> [WORK TO BE COMPLETED] Reproduce the data below with every occurrence of "keypoint" replaced by "marker" and all other text left unchanged. Omit the pictures from your answer.

> [RECORD EXCERPTS]
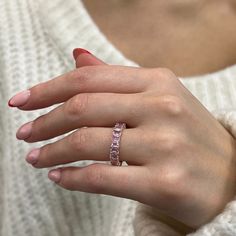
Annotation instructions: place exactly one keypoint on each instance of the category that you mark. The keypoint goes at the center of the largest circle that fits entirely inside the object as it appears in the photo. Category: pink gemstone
(116, 134)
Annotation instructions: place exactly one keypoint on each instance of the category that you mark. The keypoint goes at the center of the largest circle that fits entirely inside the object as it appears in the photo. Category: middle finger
(86, 109)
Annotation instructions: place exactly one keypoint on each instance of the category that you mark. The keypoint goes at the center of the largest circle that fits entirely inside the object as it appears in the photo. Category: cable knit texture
(36, 41)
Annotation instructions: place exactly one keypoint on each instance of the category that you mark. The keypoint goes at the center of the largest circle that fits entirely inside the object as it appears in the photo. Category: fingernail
(19, 99)
(32, 156)
(24, 131)
(54, 175)
(78, 51)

> [THE REPLY]
Annotation instructions: place exactly one marker on each instance of the category that you mark. The marker goes at the center of the largest circle that fits entirely inside the object as it appears in the photo. Category: pink gemstone
(116, 134)
Annotation instructions: place exactly one marker on each instance of the category that you mark. The marker goes at the center of the largest circle that fits entirely inside the object as it appears in the photo. Category: middle finger
(86, 109)
Annotation instructions: place exactly one marker on each instance of the category that you mark. The marker goes at the center of the largest circle that fits entirely inside the object as it appears in the photo. Category: cable knit texture
(36, 41)
Annotation instructions: place exactly one marker on each instance of the category that you mark. The marker goes at the center of the largest circle that fits entirely inside the object as it appears in the photo. Category: fingernail
(19, 99)
(32, 156)
(24, 131)
(54, 175)
(78, 51)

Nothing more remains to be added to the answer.